_Set tasks_:
A: Decide whether each statement agrees with the Guardians of the Galaxy transcript: (i) the wealth is described as a random windfall; (ii) Drax says he is not destined to be Drax the Celebrity; (iii) someone claims that celebrities inspire people. Answer yes or no for each, and quote the words of the transcript that decide it.
B: Reproduce the Guardians of the Galaxy transcript from "My battle-hardened skin" up to and including "need more celebrities?".
C: Take the Guardians of the Galaxy transcript further, continuing it from the point where it stops.

_Text passage_:
----------------------------------------

Why? Oh, maybe because
I'm insanely wealthy?


Now, this wasn't some random windfall.

We made this loot
the old-fashioned way...


by capturing Thanos,
Mad Titan of the Galaxy,


twice.

Now that we have more money
than Odin, the question remains...


will success change
the Guardians of the Galaxy?


Nah.

We're gonna do what we always do...

[GRUNTING] something
good, something bad.

Something expensive!
Ahh!

Whoa. Rocket, what's
with the chop shop?

[CLEARS THROAT]
Now that I got enough units

to keep my units in a fortress
made of units,

I'm gonna retire in style,

and I'm taking everything
I brought to this ship with me.

Retire? It's victory lap time.

We have years of mall
openings, talk shows,

and all-expense-paid
thank-you junkets

if we stick together.

Nothing sticks to Drax.

My battle-hardened skin
repels all parasites.

However, I'm not destined
to be Drax the Celebrity.

He has a point, Quill.

Does the galaxy truly
need more celebrities?

Guys, celebrities inspire people...

how they live, what they wear,
where they go.

Don't you see?
We have a duty to the galaxy.

The only duty I have is
to spend a gajillion units!

Which is why I got this...

the Timely Teleportation
Company's U-Got-It !

----------------------------------------

_Raw data_:

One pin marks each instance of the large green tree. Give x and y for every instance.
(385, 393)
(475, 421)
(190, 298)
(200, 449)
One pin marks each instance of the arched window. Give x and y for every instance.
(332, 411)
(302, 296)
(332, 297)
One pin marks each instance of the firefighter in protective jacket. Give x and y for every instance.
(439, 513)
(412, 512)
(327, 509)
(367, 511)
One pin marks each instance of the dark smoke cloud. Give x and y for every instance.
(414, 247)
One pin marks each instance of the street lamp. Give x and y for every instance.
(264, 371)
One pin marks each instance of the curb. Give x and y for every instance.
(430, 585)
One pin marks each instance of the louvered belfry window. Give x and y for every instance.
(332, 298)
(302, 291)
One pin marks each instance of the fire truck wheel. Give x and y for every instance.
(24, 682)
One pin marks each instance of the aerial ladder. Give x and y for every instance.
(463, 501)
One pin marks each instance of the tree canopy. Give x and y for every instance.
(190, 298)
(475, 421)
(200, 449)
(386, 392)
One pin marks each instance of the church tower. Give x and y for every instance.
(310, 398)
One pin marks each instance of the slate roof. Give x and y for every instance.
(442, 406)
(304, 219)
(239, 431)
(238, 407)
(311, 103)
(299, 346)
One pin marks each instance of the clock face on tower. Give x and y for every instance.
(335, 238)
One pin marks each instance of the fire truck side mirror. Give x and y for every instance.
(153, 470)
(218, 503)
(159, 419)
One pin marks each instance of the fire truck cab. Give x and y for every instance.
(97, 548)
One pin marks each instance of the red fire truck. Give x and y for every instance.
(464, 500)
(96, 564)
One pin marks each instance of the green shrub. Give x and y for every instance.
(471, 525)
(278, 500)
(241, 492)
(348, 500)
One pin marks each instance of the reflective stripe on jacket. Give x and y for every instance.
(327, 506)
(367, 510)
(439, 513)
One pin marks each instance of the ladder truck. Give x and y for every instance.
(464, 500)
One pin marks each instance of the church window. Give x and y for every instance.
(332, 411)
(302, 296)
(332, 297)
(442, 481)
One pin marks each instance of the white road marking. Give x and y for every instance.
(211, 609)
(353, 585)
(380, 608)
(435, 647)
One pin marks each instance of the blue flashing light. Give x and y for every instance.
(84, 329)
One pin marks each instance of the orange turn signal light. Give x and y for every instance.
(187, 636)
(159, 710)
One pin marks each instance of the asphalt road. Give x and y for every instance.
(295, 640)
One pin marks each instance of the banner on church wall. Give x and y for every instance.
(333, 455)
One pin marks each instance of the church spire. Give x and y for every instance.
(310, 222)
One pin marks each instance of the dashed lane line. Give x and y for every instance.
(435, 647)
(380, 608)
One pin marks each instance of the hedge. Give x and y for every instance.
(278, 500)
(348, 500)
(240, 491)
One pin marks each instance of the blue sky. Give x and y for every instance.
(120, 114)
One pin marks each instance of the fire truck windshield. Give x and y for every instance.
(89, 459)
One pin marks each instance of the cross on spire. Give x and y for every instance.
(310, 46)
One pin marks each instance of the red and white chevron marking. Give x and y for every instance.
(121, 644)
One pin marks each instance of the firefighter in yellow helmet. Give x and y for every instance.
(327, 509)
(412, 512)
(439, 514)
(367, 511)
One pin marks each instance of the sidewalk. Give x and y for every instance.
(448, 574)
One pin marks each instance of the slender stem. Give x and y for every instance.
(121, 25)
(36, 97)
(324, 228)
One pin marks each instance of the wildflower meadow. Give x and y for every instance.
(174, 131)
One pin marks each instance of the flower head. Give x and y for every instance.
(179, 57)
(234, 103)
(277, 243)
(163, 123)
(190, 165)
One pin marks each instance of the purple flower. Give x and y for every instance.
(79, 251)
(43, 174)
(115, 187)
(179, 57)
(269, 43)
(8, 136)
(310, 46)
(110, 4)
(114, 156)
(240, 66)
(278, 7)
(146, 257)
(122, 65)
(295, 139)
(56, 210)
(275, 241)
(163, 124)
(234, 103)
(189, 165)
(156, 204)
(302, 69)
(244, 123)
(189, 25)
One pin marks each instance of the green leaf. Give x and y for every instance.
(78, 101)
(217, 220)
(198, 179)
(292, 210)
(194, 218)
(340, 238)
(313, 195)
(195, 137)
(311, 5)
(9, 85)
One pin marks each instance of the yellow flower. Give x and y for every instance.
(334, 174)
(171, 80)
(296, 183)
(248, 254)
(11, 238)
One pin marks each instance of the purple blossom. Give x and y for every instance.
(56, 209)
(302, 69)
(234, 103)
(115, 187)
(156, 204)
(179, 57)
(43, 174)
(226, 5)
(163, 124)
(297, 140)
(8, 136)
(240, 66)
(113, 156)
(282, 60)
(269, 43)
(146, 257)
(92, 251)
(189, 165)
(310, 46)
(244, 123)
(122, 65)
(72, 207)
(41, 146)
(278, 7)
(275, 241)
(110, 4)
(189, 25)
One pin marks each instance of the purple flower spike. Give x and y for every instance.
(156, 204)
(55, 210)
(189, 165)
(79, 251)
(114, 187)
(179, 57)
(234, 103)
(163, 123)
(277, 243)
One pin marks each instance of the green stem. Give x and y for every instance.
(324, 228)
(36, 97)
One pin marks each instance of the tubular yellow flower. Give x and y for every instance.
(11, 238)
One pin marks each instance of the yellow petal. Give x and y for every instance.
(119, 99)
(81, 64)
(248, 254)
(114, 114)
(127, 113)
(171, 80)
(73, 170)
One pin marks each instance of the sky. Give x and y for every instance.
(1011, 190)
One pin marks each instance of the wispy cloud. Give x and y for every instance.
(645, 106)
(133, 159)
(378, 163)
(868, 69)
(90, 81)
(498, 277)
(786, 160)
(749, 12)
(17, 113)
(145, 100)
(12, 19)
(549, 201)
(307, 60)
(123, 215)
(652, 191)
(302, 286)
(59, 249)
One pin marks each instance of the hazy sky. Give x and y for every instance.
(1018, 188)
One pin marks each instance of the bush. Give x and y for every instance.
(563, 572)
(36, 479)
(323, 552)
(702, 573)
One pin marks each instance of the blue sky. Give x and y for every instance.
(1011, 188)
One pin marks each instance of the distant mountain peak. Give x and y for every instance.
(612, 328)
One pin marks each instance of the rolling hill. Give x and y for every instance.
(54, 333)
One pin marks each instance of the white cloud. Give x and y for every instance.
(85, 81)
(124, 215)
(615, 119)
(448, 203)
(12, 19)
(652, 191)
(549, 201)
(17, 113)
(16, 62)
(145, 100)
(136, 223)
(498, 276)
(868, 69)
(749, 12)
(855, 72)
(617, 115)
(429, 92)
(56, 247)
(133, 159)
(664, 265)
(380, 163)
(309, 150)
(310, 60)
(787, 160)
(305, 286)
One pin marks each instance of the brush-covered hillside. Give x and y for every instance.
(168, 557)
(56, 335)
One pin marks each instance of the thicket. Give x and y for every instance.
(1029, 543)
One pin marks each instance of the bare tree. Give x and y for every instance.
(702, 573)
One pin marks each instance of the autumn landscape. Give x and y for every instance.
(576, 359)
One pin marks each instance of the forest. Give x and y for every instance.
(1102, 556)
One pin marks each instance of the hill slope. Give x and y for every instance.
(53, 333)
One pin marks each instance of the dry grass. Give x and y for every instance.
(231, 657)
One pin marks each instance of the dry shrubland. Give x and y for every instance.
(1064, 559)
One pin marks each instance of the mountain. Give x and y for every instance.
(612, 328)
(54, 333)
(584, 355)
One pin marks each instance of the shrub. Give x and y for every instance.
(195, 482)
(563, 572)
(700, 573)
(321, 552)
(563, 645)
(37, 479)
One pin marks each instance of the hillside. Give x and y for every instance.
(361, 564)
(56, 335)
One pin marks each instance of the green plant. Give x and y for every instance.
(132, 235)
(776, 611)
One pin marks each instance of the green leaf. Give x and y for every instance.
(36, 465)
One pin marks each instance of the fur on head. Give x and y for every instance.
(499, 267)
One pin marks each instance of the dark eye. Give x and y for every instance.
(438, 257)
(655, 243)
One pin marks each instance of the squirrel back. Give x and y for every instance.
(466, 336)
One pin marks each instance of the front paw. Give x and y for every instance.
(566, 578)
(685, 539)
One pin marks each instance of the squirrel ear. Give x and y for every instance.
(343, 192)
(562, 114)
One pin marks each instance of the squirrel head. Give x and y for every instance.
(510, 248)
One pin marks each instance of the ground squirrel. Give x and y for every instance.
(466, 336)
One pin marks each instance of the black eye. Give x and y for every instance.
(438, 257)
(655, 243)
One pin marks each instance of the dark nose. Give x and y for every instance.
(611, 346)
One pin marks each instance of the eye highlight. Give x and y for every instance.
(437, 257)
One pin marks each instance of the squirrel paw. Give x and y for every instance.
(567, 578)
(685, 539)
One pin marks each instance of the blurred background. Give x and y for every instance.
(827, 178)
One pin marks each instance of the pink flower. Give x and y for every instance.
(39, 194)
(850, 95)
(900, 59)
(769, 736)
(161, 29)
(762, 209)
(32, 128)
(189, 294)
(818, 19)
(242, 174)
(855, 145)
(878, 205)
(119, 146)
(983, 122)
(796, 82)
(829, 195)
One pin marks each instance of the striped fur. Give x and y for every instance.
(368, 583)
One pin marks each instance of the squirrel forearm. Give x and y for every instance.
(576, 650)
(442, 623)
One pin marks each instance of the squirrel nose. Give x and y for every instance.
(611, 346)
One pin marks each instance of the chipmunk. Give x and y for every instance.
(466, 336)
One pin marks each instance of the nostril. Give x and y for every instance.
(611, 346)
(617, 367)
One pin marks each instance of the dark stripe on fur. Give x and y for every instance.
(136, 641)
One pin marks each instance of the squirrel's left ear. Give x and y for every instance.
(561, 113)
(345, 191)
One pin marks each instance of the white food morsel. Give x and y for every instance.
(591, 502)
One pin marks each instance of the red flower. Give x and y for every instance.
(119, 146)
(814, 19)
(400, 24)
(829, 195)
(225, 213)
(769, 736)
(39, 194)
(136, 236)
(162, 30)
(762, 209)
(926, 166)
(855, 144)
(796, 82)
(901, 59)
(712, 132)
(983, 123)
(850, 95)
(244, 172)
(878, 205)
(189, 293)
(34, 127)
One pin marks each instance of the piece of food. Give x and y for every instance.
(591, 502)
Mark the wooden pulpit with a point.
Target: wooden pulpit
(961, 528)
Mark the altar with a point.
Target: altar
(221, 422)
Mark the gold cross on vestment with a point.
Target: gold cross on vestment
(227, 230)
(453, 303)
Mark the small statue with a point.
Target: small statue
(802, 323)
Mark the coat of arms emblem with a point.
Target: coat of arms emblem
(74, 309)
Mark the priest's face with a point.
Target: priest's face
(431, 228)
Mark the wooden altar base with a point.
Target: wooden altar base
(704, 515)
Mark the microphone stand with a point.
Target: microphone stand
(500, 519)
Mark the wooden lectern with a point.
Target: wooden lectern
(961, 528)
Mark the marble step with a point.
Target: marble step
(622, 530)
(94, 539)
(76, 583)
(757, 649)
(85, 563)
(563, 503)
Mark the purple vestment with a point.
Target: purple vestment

----------------------------------------

_Task responses_:
A:
(i) No: "Now, this wasn't some random windfall."
(ii) Yes: "However, I'm not destined to be Drax the Celebrity."
(iii) Yes: "Guys, celebrities inspire people..."

B:
My battle-hardened skin
repels all parasites.

However, I'm not destined
to be Drax the Celebrity.

He has a point, Quill.

Does the galaxy truly
need more celebrities?

C:
For a nominal fee,

this baby can instantly
teleport anything I want to me,

or me to it.

Uh, you mind?

I'm trying to unite us
with an inspiring speech.

Now, who's for basking in the glory
and recognition that we deserve?

Seriously? No one?

Ah, Rocket, old pal,

I knew I could count on you
to stand with me.

What? Me?
No, no, no, no, no, no.

I got a lifetime of conspicuous
consumption ahead of me.

See ya!

[QUILL] Hey! He took my chair!

[DANCE b*at]
[ANNOUNCER] Coming soon

to the Conjunction Galactic Network...

Star-Lord's Super-Awesome
Variety Hour!

♪♪ [CONTINUES]

Good evening, fellow rich people!

[CHATTERING]

Yo, pal, what's the most
expensive drink on the ship?

That would be the Gramosian
Royal Blend -D Spiced Tea.

Gramosian tea?

No way me and my soon-to-be
hundred or so best friends

are gonna drink that swill.

[BEEPS]

- Huh?
- Oh.

[ROCKET] That's right, folks...

Asgardian World Tree Extract.

Only five barrels of this stuff
exist in the universe.

And this one's on me.

[CHEERING, CHATTERING]

[SNIFFING]

Wait a minute.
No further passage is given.